Given task. Reproduce every line of the listing from the line that contains "of the tiled" through the end of the listing, both ends included. Scale each x,y coordinate in the answers by 2.6 and round to whole numbers, halves going up, and copy all other lines unchanged.

─── Data extract ───

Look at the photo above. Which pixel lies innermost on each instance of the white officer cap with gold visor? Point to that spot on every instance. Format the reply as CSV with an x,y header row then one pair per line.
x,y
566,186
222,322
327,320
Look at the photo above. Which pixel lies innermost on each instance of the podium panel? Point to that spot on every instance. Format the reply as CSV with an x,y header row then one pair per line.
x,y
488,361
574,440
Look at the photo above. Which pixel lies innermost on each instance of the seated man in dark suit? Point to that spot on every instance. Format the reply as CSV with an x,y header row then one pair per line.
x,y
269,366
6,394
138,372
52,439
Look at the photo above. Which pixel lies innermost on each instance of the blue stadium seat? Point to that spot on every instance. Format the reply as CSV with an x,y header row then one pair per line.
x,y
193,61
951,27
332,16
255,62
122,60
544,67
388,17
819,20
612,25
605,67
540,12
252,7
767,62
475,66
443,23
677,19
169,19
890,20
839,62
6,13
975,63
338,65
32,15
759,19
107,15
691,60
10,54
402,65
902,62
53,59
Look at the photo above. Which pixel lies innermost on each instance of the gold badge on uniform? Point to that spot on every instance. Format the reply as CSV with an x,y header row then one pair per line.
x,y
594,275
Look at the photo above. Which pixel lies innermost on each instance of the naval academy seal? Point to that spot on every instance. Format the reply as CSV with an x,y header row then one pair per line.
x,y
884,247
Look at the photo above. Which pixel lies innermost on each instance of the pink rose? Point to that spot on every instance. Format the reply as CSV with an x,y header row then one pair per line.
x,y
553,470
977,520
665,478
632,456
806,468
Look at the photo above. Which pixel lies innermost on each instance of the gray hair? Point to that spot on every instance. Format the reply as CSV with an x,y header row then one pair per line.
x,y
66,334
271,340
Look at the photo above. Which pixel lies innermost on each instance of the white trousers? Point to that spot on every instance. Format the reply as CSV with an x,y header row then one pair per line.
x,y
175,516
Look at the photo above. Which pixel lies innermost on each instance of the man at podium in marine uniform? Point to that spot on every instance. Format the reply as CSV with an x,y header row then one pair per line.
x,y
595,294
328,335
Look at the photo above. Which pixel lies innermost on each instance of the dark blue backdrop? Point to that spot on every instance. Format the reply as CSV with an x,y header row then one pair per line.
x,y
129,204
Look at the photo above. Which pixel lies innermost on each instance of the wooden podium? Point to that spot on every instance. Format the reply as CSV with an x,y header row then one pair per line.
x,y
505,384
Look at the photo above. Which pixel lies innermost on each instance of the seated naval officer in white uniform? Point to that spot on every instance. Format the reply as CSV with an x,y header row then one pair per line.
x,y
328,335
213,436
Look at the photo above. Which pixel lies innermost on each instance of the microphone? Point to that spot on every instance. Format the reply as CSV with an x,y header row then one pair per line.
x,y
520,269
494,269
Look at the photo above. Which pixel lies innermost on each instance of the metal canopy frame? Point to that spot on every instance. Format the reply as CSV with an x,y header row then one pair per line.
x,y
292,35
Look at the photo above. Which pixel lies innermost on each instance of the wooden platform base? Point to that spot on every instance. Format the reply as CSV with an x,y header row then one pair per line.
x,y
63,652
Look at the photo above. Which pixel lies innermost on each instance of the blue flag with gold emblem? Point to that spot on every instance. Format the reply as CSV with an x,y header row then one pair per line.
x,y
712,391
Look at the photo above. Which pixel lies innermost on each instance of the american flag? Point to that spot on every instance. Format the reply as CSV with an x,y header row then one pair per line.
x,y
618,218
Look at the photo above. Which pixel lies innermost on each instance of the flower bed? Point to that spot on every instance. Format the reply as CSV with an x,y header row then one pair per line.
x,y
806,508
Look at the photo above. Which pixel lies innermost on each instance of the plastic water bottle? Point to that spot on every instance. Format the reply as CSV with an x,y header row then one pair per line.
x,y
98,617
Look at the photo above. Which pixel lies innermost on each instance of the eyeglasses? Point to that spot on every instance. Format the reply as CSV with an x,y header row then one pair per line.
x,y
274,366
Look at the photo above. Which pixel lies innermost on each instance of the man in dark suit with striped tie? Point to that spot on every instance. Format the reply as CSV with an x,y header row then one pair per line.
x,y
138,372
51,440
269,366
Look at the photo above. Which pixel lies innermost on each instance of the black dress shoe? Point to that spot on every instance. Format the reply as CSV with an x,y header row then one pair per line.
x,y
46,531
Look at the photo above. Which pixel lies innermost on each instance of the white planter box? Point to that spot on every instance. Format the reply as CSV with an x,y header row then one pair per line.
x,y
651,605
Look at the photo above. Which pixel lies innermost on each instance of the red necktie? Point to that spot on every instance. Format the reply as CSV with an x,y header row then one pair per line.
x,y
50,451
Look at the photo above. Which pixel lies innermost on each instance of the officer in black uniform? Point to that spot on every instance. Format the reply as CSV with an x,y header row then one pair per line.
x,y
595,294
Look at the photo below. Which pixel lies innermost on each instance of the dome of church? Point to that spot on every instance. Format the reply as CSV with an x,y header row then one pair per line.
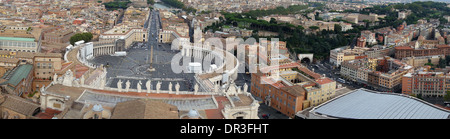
x,y
193,113
97,108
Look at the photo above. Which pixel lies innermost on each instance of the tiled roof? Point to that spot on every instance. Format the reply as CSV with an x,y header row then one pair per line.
x,y
144,109
20,73
20,105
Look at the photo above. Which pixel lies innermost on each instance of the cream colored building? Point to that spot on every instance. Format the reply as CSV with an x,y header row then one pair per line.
x,y
421,61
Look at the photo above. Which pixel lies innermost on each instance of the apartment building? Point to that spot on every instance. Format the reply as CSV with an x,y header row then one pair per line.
x,y
426,83
382,73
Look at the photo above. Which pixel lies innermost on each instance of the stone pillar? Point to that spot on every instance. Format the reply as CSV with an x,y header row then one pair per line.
x,y
43,99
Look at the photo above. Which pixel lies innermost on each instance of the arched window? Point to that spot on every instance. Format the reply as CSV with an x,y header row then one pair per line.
x,y
5,115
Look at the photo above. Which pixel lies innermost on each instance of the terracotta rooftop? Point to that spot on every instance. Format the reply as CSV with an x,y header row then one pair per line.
x,y
144,109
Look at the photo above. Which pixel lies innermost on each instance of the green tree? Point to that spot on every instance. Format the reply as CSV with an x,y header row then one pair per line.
x,y
273,21
447,96
314,27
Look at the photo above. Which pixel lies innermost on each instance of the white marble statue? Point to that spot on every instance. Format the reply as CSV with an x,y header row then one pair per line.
x,y
139,84
82,80
55,78
177,88
158,86
170,87
196,88
127,86
119,85
216,88
245,87
148,85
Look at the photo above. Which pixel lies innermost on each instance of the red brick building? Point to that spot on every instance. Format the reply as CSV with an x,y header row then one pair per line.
x,y
425,83
79,21
407,51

───

Correct result.
Look at the photo above. Which pixel lies innermost on each instance of the tiled roof? Point to that spot on every instance. Format the reply as CSV with an x,y header row then one pair per line.
x,y
374,283
52,190
52,273
Look at the photo above. Which pixel lies innermost on each instance of the cream colored building? Point to that spot on every instance. Format the reply as CSV with an x,y header row then one pair per line.
x,y
1095,159
Look at the photo above. Which pixel lies innermost on each instance of the apartment building? Point to that spot on every instance. Format the reply as CSV with an x,y header row then one pair per line.
x,y
1108,216
993,190
Look at the photo above. Which pixel lies innermost on each instance of the stone pillar? Point to that spot on every instance. Format the reply as CSV with an x,y header row then one pair per line.
x,y
112,257
Look at the photo above. Which pixel lies innermost on each instance of the arched window? Point to that spot on every instance. Format the reply as CSV with an x,y header row then one pair per line.
x,y
13,299
Look at the photo above. Which pixel lies innermost on each instance of the terracotta rooftop? Point to that spot on every instance. Format the reply as CSV with an x,y header row then one pair per line.
x,y
374,283
Look at the photo above. Which pixel lies innermost on each instance of the green tree? Point to that spot on every instance. Format the reply as CSV with an x,y header row then one pair per line.
x,y
710,55
1162,250
816,70
Look at the photo above. Which pixel lies innermost on each instance of the white marble statue? Point to that spot on every instance. Format the reply as CSV with an x,y header row then one pair per line.
x,y
361,218
213,208
143,203
460,229
411,224
442,226
510,229
330,224
309,221
562,229
637,226
385,221
Look at the photo above. Which pixel lies innermost on each instance of the red brick building? Point to that spot on every instance. Format the reply as CSV with an x,y header row then one pair per line.
x,y
1105,216
205,55
1058,133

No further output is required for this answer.